(Entries from a pointing dataset)
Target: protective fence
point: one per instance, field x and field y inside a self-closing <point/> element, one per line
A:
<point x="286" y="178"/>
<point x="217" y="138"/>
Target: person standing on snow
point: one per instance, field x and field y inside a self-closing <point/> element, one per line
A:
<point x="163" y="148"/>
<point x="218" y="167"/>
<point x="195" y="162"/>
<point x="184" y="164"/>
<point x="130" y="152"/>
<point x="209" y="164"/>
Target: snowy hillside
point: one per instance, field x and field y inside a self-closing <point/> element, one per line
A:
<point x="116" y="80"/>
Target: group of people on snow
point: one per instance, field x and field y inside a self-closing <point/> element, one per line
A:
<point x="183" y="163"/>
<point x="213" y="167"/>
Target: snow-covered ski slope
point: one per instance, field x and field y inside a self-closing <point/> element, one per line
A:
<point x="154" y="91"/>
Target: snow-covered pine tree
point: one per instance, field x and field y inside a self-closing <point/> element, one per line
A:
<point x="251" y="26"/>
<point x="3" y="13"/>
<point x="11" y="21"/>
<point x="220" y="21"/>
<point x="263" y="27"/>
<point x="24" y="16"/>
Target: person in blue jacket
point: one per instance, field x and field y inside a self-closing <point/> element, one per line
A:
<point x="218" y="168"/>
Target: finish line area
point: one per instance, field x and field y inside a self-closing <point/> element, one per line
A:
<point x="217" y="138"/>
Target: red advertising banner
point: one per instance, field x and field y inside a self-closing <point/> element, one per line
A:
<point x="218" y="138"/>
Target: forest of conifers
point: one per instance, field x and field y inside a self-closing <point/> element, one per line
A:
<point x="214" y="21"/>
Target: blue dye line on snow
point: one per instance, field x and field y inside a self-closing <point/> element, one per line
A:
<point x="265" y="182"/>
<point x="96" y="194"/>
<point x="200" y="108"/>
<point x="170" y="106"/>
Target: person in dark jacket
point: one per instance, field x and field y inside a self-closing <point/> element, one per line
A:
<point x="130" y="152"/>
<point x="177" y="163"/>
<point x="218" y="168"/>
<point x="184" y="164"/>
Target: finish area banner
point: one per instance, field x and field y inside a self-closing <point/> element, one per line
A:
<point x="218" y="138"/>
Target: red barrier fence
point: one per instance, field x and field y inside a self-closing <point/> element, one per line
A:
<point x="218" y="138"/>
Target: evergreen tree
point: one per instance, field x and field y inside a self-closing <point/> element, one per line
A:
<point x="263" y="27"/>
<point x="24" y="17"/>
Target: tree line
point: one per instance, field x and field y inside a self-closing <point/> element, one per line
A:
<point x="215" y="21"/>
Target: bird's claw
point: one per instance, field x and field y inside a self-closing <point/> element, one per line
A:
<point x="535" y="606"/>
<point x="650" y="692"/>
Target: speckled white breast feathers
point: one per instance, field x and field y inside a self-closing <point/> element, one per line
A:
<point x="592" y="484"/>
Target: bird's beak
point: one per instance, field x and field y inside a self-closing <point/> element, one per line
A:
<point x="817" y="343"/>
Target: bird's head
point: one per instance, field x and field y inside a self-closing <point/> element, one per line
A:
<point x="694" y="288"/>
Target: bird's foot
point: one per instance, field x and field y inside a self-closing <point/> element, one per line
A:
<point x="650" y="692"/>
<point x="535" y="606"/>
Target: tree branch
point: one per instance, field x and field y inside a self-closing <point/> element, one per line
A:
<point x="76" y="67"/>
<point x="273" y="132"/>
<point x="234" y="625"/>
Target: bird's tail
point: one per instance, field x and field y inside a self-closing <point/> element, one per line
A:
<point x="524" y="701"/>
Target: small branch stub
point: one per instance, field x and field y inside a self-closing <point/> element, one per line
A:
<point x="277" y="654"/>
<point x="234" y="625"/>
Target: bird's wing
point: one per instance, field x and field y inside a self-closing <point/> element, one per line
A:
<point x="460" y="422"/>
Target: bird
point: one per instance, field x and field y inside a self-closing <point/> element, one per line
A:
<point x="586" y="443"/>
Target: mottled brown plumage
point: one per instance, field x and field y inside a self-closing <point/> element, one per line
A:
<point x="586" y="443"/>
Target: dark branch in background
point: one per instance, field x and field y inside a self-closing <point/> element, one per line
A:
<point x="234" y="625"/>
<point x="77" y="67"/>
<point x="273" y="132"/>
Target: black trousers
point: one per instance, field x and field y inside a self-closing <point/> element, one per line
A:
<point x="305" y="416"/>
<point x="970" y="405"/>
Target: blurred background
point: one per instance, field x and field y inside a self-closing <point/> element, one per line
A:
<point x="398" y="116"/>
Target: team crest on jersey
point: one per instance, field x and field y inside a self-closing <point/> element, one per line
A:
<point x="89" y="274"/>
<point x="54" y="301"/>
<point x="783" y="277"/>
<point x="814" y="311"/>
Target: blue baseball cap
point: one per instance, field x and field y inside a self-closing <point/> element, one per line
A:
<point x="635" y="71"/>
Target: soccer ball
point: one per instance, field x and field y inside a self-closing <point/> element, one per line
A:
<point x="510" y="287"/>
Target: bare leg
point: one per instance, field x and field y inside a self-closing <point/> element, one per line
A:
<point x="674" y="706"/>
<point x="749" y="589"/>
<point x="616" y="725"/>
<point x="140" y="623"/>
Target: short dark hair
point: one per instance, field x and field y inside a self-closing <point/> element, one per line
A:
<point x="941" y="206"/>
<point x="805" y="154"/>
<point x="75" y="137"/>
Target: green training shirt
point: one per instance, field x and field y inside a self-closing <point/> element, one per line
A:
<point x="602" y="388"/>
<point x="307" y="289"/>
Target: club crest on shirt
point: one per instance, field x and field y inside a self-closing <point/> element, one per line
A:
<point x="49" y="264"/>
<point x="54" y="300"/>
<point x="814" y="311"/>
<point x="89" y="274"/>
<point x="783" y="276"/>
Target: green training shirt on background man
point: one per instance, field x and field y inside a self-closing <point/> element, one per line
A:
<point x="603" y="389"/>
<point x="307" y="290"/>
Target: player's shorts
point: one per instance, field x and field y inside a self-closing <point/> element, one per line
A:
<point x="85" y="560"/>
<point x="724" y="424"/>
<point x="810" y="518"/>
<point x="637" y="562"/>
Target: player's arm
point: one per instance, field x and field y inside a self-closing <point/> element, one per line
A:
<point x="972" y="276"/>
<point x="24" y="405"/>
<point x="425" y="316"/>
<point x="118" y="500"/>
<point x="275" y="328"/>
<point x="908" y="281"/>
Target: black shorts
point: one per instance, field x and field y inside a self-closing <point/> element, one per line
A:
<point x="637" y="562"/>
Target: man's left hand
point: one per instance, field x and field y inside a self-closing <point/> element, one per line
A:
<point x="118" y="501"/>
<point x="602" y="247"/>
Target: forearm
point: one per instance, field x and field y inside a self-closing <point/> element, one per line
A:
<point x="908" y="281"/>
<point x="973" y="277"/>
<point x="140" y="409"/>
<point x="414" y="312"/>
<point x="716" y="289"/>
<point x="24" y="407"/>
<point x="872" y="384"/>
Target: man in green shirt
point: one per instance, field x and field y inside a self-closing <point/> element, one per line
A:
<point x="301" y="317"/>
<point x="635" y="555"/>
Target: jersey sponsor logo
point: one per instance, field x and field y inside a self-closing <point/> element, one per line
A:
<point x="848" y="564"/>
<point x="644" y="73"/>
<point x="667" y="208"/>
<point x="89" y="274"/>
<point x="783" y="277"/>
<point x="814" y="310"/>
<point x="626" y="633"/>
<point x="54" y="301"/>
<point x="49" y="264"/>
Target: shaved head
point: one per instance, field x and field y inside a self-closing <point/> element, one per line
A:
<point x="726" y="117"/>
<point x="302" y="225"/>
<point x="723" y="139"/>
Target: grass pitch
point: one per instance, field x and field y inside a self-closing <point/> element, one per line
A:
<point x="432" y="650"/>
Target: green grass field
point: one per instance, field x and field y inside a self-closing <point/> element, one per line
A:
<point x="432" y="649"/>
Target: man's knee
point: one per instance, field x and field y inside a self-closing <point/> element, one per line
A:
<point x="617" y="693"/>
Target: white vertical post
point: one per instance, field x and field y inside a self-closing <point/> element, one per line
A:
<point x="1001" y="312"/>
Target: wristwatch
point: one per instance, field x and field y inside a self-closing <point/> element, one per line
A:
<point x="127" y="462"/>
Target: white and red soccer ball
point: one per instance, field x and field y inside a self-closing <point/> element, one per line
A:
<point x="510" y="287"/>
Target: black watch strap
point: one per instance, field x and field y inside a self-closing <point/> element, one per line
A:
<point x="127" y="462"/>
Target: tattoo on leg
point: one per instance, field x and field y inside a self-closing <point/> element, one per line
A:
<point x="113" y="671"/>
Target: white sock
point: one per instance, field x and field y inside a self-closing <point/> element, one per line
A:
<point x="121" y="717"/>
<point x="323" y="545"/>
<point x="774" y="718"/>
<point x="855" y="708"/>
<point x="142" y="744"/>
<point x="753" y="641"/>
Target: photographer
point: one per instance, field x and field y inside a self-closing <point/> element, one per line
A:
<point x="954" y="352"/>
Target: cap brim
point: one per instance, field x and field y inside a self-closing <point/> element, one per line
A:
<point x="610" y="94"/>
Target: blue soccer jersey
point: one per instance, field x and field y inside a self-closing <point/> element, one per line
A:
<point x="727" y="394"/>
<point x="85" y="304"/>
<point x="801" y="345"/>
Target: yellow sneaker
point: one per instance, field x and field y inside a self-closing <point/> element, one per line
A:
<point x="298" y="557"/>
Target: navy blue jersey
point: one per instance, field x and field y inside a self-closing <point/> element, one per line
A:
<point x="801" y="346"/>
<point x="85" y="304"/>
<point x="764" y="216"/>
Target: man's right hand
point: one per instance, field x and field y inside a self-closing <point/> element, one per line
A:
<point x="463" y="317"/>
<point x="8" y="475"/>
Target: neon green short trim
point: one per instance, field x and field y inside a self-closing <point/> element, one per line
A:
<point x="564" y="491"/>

_SET TASK_.
Beginning with the line that contains "Target: wristwatch", repeat every line through the end of the records and nothing more.

_ANSWER FOR THE TASK_.
Target: wristwatch
point: one per instance, field x and field y inside a self-closing <point/> element, one per line
A:
<point x="127" y="462"/>
Target: white and red soccer ball
point: one per instance, field x and field y inside a self-closing <point/> element, one per line
A:
<point x="510" y="287"/>
Target: black watch strap
point: one per instance, field x and field y inside a self-closing <point/> element, one per line
A:
<point x="127" y="462"/>
Target: tattoo on leg
point: one per instance, field x and field y inside a self-closing <point/> element, one per line
A:
<point x="113" y="671"/>
Target: white sock
point: one per instance, field x and field y inside a self-closing <point/> element, one per line
A:
<point x="121" y="717"/>
<point x="323" y="545"/>
<point x="774" y="718"/>
<point x="855" y="708"/>
<point x="142" y="744"/>
<point x="753" y="641"/>
Target: photographer
point: one per instance, field x and field y inside a self-closing <point/> element, one per line
A:
<point x="954" y="352"/>
Target: cap brim
point: one per instance, field x and field y inside a self-closing <point/> element, one per line
A:
<point x="610" y="94"/>
Target: blue soccer jersey
point: one per instance, field x and field y inside a self-closing <point/> element, one per line
A:
<point x="727" y="394"/>
<point x="85" y="304"/>
<point x="801" y="345"/>
Target: yellow sneaker
point: one per instance, field x and field y inside a self-closing <point/> element, one per line
A:
<point x="298" y="557"/>
Target: navy blue jersey
point: one per instance, field x and field y inside a self-closing <point/> element, one per line
A:
<point x="801" y="346"/>
<point x="85" y="304"/>
<point x="764" y="216"/>
Target: man's right hand
point: one per instance, field x and field y inside a self-closing <point/> element, one per line
A:
<point x="463" y="317"/>
<point x="8" y="475"/>
Target: neon green short trim
point: one per instance, field x and field y inside a self-closing <point/> element, one per line
A:
<point x="564" y="491"/>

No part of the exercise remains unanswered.